### Exercise brief
Would you write out every record that follows exactly, with the pictures left out?

§ §

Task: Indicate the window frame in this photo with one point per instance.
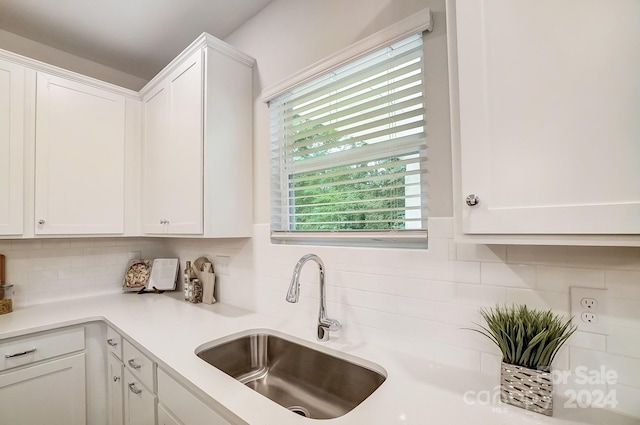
(417, 23)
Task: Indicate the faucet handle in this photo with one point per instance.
(330, 324)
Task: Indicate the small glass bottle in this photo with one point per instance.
(188, 272)
(196, 291)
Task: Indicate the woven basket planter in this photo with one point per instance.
(529, 389)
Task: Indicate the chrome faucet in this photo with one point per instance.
(324, 323)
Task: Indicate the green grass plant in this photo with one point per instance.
(526, 337)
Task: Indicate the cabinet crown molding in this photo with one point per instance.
(204, 41)
(39, 66)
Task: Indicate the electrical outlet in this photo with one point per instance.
(589, 309)
(589, 318)
(589, 303)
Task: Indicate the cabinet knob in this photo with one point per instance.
(473, 200)
(133, 389)
(133, 364)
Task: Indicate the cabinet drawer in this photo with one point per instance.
(114, 342)
(19, 352)
(165, 418)
(139, 402)
(138, 364)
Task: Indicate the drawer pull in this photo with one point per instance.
(133, 389)
(22, 353)
(133, 364)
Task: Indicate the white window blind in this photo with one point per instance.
(348, 153)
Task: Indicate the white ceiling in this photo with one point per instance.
(138, 37)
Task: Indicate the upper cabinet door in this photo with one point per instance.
(173, 152)
(12, 104)
(80, 145)
(549, 116)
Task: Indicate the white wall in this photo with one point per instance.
(38, 51)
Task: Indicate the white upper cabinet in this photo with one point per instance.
(79, 157)
(12, 124)
(196, 152)
(172, 152)
(546, 104)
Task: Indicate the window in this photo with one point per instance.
(348, 153)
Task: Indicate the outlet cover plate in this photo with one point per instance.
(581, 309)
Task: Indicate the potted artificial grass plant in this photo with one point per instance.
(529, 339)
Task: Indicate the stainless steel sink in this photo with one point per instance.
(290, 372)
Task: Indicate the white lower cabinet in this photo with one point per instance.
(115, 390)
(139, 402)
(165, 418)
(35, 390)
(185, 407)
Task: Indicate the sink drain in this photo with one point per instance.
(299, 410)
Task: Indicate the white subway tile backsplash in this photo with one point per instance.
(54, 269)
(480, 295)
(537, 254)
(424, 289)
(624, 341)
(588, 340)
(415, 302)
(513, 275)
(483, 253)
(552, 278)
(558, 302)
(624, 312)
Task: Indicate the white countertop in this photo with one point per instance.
(415, 392)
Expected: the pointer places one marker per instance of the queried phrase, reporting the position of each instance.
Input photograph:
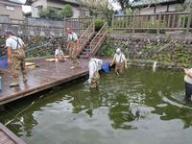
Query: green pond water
(139, 107)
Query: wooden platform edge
(11, 135)
(42, 88)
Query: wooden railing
(85, 37)
(98, 39)
(162, 21)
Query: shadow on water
(123, 107)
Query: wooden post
(112, 23)
(189, 21)
(159, 24)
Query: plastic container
(106, 68)
(3, 62)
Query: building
(11, 9)
(38, 5)
(156, 6)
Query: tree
(67, 11)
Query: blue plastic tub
(3, 62)
(106, 68)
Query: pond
(139, 107)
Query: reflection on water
(139, 107)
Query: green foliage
(51, 13)
(67, 11)
(98, 24)
(54, 14)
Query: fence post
(189, 21)
(112, 23)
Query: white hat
(118, 50)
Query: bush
(98, 24)
(67, 11)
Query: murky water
(139, 107)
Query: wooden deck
(47, 75)
(7, 137)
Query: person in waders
(16, 57)
(188, 84)
(95, 65)
(73, 45)
(120, 62)
(59, 55)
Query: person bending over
(120, 61)
(94, 67)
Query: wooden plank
(48, 75)
(8, 137)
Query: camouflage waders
(17, 65)
(95, 80)
(119, 67)
(74, 54)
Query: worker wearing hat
(120, 61)
(73, 45)
(95, 65)
(16, 57)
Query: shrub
(98, 24)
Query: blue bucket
(106, 67)
(3, 62)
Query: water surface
(139, 107)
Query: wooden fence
(158, 22)
(43, 37)
(45, 28)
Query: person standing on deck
(73, 45)
(16, 57)
(188, 84)
(95, 65)
(120, 61)
(59, 55)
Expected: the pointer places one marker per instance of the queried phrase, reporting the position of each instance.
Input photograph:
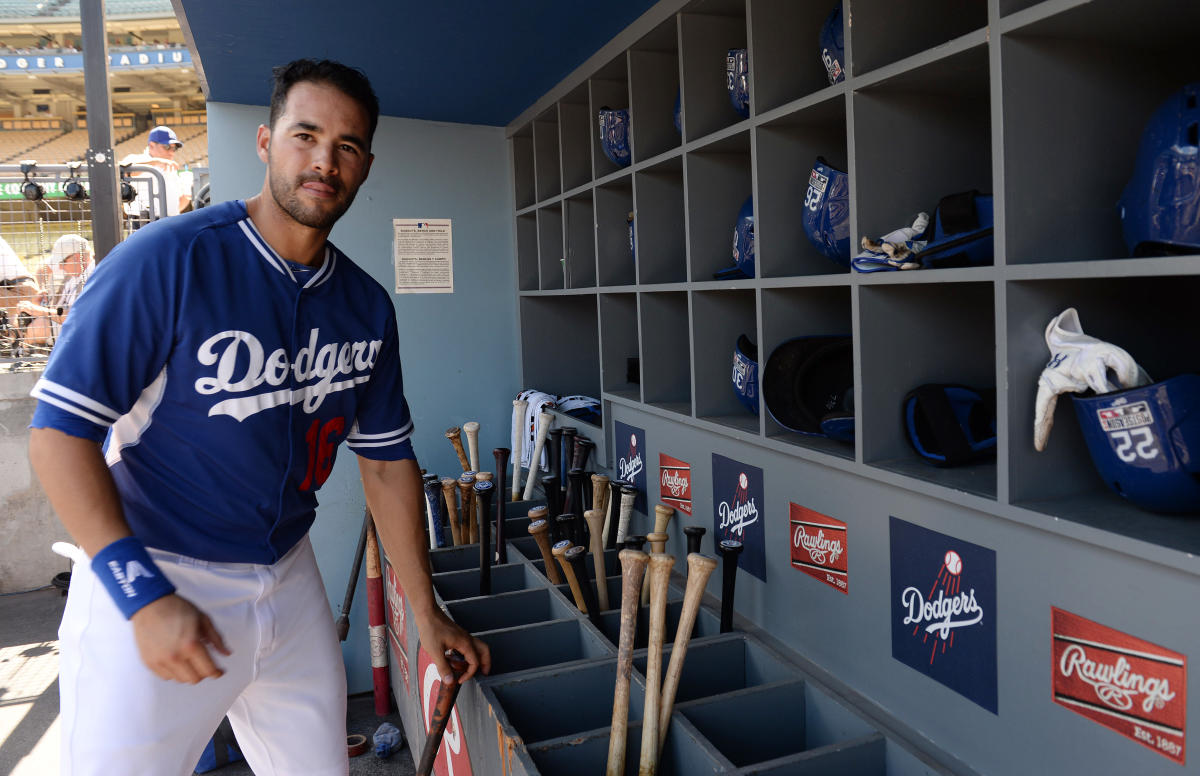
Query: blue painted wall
(460, 352)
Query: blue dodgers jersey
(223, 384)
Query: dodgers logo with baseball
(943, 609)
(1126, 684)
(630, 453)
(738, 511)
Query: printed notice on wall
(424, 257)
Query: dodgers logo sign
(629, 449)
(943, 609)
(738, 511)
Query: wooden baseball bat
(442, 708)
(595, 525)
(633, 567)
(519, 411)
(730, 549)
(377, 623)
(544, 421)
(538, 529)
(663, 516)
(628, 495)
(659, 573)
(450, 493)
(343, 619)
(576, 558)
(559, 552)
(502, 470)
(700, 569)
(484, 498)
(455, 435)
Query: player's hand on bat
(439, 632)
(173, 638)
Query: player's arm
(172, 635)
(396, 499)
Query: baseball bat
(663, 516)
(502, 470)
(471, 429)
(484, 498)
(659, 573)
(595, 525)
(519, 411)
(455, 435)
(450, 493)
(730, 549)
(343, 619)
(442, 708)
(539, 530)
(700, 569)
(633, 567)
(544, 421)
(377, 623)
(628, 495)
(576, 558)
(559, 552)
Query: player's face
(318, 154)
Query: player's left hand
(438, 633)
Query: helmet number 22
(1134, 444)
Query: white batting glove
(1079, 362)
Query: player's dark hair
(349, 80)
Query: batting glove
(1079, 362)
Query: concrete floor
(29, 696)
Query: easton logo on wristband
(130, 576)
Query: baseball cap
(67, 245)
(165, 136)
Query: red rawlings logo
(1126, 684)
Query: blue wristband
(130, 575)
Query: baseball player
(221, 358)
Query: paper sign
(423, 254)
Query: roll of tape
(355, 744)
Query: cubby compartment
(556, 704)
(1062, 188)
(543, 644)
(527, 252)
(607, 89)
(719, 318)
(666, 348)
(659, 223)
(786, 149)
(785, 56)
(913, 335)
(551, 264)
(508, 609)
(708, 30)
(919, 136)
(723, 663)
(561, 343)
(454, 585)
(684, 753)
(547, 166)
(615, 244)
(580, 265)
(654, 85)
(1152, 319)
(885, 31)
(525, 190)
(575, 138)
(719, 180)
(619, 353)
(789, 313)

§ §

### Written answer
Task: Indicate the window frame in this photo with one point per instance.
(417, 23)
Task: Indicate the faucet handle in this photo with one point per instance.
(330, 324)
Task: Indicate the small glass bottle in this photo with one point per instance.
(188, 272)
(196, 291)
Task: Indicate the woven basket planter in this photo with one point per instance.
(529, 389)
Task: Indicate the chrome faucet in this photo with one point per instance.
(324, 323)
Task: Indicate the green grass plant in this photo with one point per instance.
(526, 337)
Task: Indicate the cabinet crown molding in this photo with one point per instance.
(204, 41)
(39, 66)
Task: Indicate the electrical outlet in this photo with one point per instance.
(589, 309)
(589, 318)
(589, 303)
Task: Indicate the cabinet knob in this photo with one point per instance.
(473, 200)
(133, 389)
(133, 364)
Task: Indicate the cabinet drawer in this photo with one point per instance.
(114, 342)
(19, 352)
(165, 418)
(139, 402)
(138, 364)
Task: Indicate the drawer pull in this photo with one point per instance.
(133, 389)
(22, 353)
(133, 364)
Task: Indicate the white window blind in this photo with one point per instance.
(348, 153)
Task: Indicate the white ceiling in this photo with one point per instance.
(138, 37)
Task: Indicate the upper cabinet door in this photo with one point per instance.
(173, 152)
(12, 104)
(80, 145)
(549, 116)
Task: Indicate the white wall in this photo with one point per instance.
(38, 51)
Task: Indicate the white upper cabinet in this photo with one point per instance.
(79, 157)
(12, 124)
(196, 152)
(172, 152)
(546, 104)
Task: Indicate the window in this photo with one point per instance.
(348, 153)
Task: Indicate the outlet cover plate in this photo with one point per instance.
(581, 309)
Task: Indicate the potted artificial grass plant in this photo with one point per instance.
(529, 339)
Task: Indicate the stainless steel sink in this photo with one point per instance.
(290, 372)
Task: Indicate the white lower cabinet in this photo with one point per instance.
(115, 390)
(139, 402)
(165, 418)
(35, 390)
(185, 407)
Task: Indicate the sink drain in this photo with one point per instance.
(299, 410)
Task: Indicate the white subway tile backsplash in this photo with one point per instance.
(54, 269)
(480, 295)
(537, 254)
(424, 289)
(624, 341)
(588, 340)
(415, 302)
(513, 275)
(483, 253)
(552, 278)
(558, 302)
(624, 312)
Task: Indicate the white countertop in this photo with one point per instance.
(415, 392)
Expected: the pointer places one marker per instance of the queried phrase, reporting the position of each instance.
Input photograph:
Query: green pond water
(139, 107)
Query: wooden platform edge
(11, 135)
(42, 88)
Query: wooden railing
(85, 37)
(98, 39)
(162, 21)
Query: shadow on water
(123, 107)
Query: wooden post
(112, 23)
(189, 21)
(159, 24)
Query: plastic container
(106, 68)
(3, 62)
Query: building
(11, 9)
(38, 5)
(156, 6)
Query: tree
(67, 11)
Query: blue plastic tub
(3, 62)
(106, 68)
Query: pond
(139, 107)
Query: reflection on water
(139, 107)
Query: green foliage
(51, 13)
(67, 11)
(98, 24)
(54, 14)
Query: fence post
(189, 21)
(112, 23)
Query: white hat
(118, 50)
Query: bush
(98, 24)
(67, 11)
Query: murky water
(139, 107)
Query: wooden deck
(47, 75)
(7, 137)
Query: person in waders
(16, 57)
(188, 84)
(95, 65)
(73, 45)
(120, 62)
(59, 55)
Query: person bending over
(120, 61)
(94, 67)
Query: wooden plank
(48, 75)
(8, 137)
Query: camouflage waders
(17, 65)
(95, 80)
(119, 67)
(74, 54)
Query: worker wearing hat
(120, 61)
(73, 45)
(95, 65)
(16, 57)
Query: shrub
(98, 24)
Query: blue bucket
(106, 67)
(3, 62)
Query: water surface
(139, 107)
Query: wooden fence
(158, 22)
(43, 37)
(45, 28)
Query: person standing on deck
(73, 45)
(16, 57)
(188, 84)
(95, 65)
(120, 61)
(59, 55)
Expected: the pointer places one marker per instance of the queried phrase, reporting the position of each instance.
Input photograph:
Query: blue painted wall
(460, 352)
Query: blue dodgers jersey
(223, 384)
Query: dodgers logo with baseball
(943, 609)
(1126, 684)
(630, 453)
(738, 511)
Query: printed notice on wall
(424, 257)
Query: dodgers logo sign
(629, 449)
(943, 609)
(738, 511)
Query: wooden baseball bat
(442, 708)
(595, 525)
(633, 567)
(519, 411)
(730, 549)
(377, 623)
(544, 421)
(538, 529)
(663, 516)
(628, 495)
(659, 573)
(450, 493)
(343, 619)
(576, 558)
(559, 552)
(502, 470)
(700, 569)
(484, 498)
(455, 435)
Query: player's hand on bat
(439, 632)
(173, 638)
Query: player's arm
(172, 635)
(396, 499)
Query: baseball bat
(663, 516)
(502, 470)
(471, 429)
(484, 498)
(659, 573)
(595, 525)
(519, 411)
(455, 435)
(450, 493)
(730, 549)
(343, 619)
(442, 708)
(539, 530)
(700, 569)
(633, 567)
(544, 421)
(377, 623)
(628, 495)
(576, 558)
(559, 552)
Query: player's face
(318, 154)
Query: player's left hand
(438, 633)
Query: helmet number 22
(1134, 444)
Query: white batting glove
(1079, 362)
Query: player's dark hair
(349, 80)
Query: batting glove
(1079, 362)
Query: concrete floor
(29, 696)
Query: easton logo on wristband
(130, 576)
Query: baseball cap
(67, 245)
(165, 136)
Query: red rawlings logo
(1126, 684)
Query: blue wristband
(130, 575)
Query: baseball player
(221, 358)
Query: paper sign
(423, 254)
Query: roll of tape
(355, 744)
Query: cubby compartment
(556, 704)
(1062, 188)
(543, 644)
(527, 252)
(607, 89)
(719, 318)
(666, 348)
(659, 223)
(786, 149)
(785, 56)
(913, 335)
(551, 264)
(508, 609)
(708, 30)
(919, 136)
(723, 663)
(561, 343)
(454, 585)
(684, 753)
(547, 166)
(615, 244)
(580, 265)
(654, 85)
(1152, 319)
(885, 31)
(525, 190)
(575, 138)
(719, 180)
(619, 353)
(789, 313)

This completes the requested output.